§ PROMPT A
Answer these questions using the passage about Raffaeli's 2022 competitions, one answer per line:
(i) Which gymnast placed behind Raffaeli in all four apparatus finals at the 2022 Italian National Championships?
(ii) On what dates did the 2022 World Cup Pesaro take place?
(iii) With which apparatus did Raffaeli take silver at Pesaro?
§ PROMPT B
From the passage about Raffaeli's 2022 competitions, reproduce word for word the part starting at "On 27–29 May" and ending at "ball and clubs.".
§ PROMPT C
List every apparatus named in the passage about Raffaeli's 2022 competitions.
START DOCUMENT TEXT
On 27–29 May Raffaeli competed at the 2022 Italian National Championships. She won the gold medal in the general all-around competition, and she also managed to win four gold medals in the apparatus finals, all in front of Milena Baldassarri. On 3–5 June Raffaeli competed at the 2022 World Cup Pesaro where she won the gold medal in the all around competition. On top of that, she won three gold medals in the hoop, ball and clubs final and a silver medal with the ribbon behind Viktoriia Onopriienko. With this, she won the all-around trophy of the World Cup circuit, and she also won the apparatus trophies with hoop, ball and clubs.
END DOCUMENT TEXT
START GIVEN INFORMATION
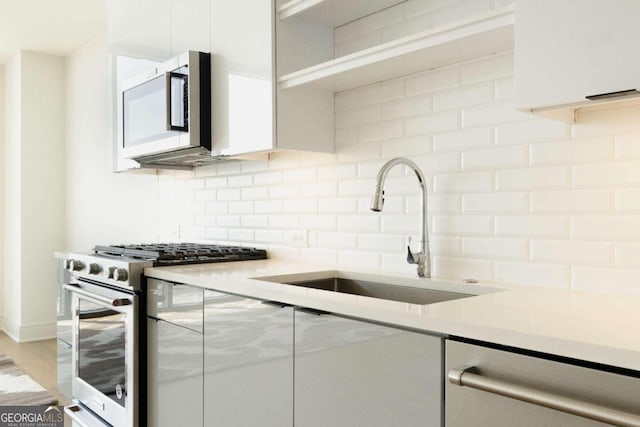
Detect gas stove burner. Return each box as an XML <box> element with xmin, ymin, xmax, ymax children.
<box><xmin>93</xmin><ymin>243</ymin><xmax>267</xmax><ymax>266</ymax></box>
END GIVEN INFORMATION
START GIVEN INFORMATION
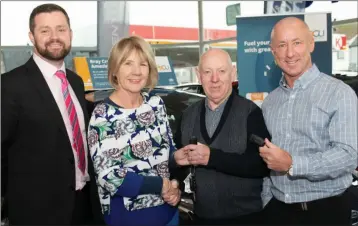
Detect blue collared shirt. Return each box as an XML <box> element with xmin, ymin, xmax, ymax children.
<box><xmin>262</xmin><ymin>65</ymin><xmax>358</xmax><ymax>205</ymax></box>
END GIVEN INFORMATION
§ WRITTEN REPLY A
(i) Milena Baldassarri
(ii) 3–5 June
(iii) The ribbon

§ WRITTEN REPLY B
On 27–29 May Raffaeli competed at the 2022 Italian National Championships. She won the gold medal in the general all-around competition, and she also managed to win four gold medals in the apparatus finals, all in front of Milena Baldassarri. On 3–5 June Raffaeli competed at the 2022 World Cup Pesaro where she won the gold medal in the all around competition. On top of that, she won three gold medals in the hoop, ball and clubs final and a silver medal with the ribbon behind Viktoriia Onopriienko. With this, she won the all-around trophy of the World Cup circuit, and she also won the apparatus trophies with hoop, ball and clubs.

§ WRITTEN REPLY C
Hoop
Ball
Clubs
Ribbon